*Direction*. From the line with "Query: man in shorts" through the final line, transcribe the material below character for character; include no other lines.

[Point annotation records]
= = =
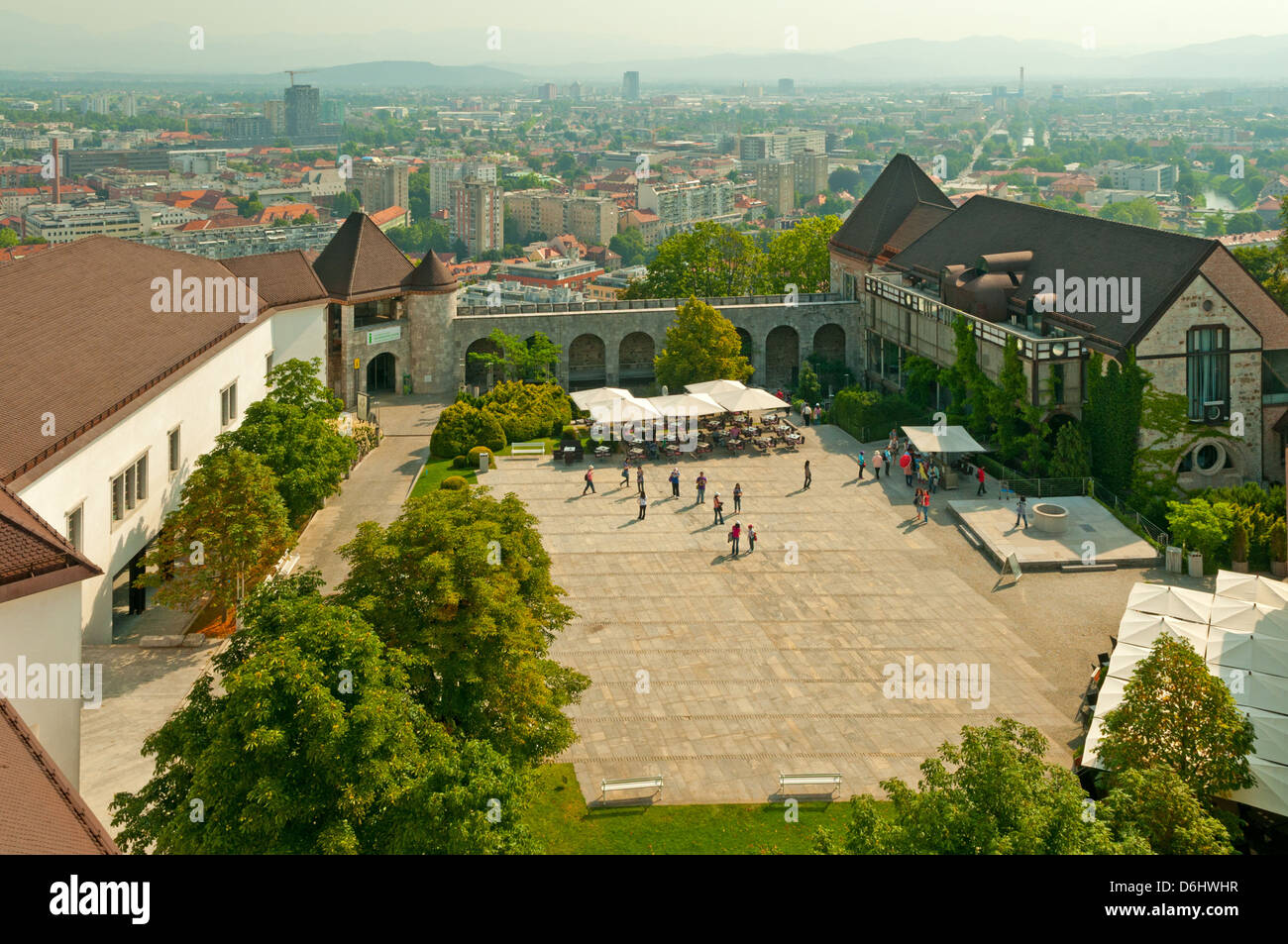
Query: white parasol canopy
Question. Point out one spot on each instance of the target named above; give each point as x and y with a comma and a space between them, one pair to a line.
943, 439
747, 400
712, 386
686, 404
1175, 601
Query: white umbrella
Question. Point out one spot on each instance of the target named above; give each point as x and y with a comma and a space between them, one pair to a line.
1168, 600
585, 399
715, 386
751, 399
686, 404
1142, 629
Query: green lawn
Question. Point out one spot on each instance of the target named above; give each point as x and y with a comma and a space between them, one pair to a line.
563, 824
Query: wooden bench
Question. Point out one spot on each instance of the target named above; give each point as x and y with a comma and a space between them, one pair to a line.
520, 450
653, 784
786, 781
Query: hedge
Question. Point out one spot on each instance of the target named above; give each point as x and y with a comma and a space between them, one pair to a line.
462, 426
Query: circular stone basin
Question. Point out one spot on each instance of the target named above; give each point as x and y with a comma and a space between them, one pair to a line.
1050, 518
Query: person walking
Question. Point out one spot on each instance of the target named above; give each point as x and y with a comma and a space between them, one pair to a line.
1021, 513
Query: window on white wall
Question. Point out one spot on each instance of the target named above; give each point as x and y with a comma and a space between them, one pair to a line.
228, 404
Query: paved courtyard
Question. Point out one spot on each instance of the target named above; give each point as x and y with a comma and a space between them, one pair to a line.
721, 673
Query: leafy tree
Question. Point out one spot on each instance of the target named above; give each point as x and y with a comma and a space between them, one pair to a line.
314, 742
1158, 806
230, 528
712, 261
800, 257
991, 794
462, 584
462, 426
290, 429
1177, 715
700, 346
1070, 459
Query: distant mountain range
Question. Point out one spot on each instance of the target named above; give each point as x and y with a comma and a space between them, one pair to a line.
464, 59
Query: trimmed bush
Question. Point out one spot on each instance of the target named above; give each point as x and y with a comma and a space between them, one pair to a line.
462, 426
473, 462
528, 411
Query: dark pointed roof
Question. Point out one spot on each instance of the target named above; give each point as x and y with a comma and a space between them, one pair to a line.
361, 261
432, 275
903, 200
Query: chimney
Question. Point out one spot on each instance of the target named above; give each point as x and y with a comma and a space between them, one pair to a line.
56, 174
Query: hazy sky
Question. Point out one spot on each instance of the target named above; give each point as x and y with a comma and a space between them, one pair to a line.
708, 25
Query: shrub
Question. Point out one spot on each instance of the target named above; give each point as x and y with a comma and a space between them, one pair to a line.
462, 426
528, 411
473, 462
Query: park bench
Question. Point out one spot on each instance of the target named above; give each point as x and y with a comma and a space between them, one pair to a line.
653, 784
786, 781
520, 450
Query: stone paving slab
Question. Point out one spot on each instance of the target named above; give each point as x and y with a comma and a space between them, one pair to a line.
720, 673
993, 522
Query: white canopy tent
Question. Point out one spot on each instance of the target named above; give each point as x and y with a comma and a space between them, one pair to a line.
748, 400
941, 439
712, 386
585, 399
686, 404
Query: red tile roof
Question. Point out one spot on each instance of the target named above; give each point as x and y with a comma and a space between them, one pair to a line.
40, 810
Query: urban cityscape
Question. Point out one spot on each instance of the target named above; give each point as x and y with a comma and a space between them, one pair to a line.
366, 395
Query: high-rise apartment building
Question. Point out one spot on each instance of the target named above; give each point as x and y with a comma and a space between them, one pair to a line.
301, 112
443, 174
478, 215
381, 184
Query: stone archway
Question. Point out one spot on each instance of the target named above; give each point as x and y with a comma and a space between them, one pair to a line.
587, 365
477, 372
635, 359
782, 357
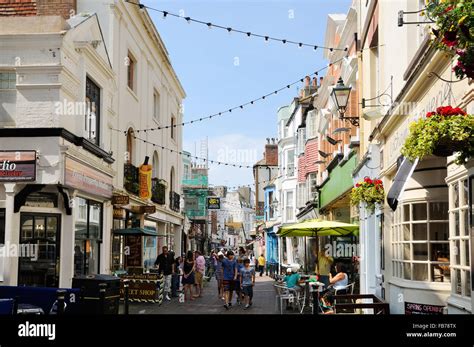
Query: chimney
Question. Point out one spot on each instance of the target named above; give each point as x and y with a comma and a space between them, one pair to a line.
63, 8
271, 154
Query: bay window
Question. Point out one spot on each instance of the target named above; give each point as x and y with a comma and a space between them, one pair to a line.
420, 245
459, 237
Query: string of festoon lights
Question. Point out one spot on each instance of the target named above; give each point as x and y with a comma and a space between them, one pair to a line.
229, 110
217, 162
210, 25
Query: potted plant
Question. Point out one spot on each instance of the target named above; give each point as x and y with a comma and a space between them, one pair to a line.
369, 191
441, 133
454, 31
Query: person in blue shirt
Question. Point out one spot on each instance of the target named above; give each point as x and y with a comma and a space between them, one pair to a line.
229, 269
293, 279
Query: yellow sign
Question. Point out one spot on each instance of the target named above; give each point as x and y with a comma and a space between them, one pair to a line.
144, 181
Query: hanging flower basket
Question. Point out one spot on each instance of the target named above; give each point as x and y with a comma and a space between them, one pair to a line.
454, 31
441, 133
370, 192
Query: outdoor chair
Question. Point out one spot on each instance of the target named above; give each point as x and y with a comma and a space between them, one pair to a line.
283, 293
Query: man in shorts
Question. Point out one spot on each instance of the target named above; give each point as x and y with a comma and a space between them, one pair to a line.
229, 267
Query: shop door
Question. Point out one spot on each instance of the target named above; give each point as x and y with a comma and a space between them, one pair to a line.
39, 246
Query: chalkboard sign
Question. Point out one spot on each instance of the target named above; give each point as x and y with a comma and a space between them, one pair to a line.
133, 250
= = =
*Reply*.
Query: man in shorts
Question. Point out one spot on each instance of the target named above; give each point as x and y with a comma and a space between them, one pair to a line.
229, 267
Query: shop door
Question. Point out one spot on each instance of the target named above; give each point as x and y with a comma and a space between them, one pair to a line.
39, 246
Query: chalkboard sign
Question. Point out one spot on each instance of the target named above; give each point as x and y with a comma and a space between them, one pair to a line.
133, 250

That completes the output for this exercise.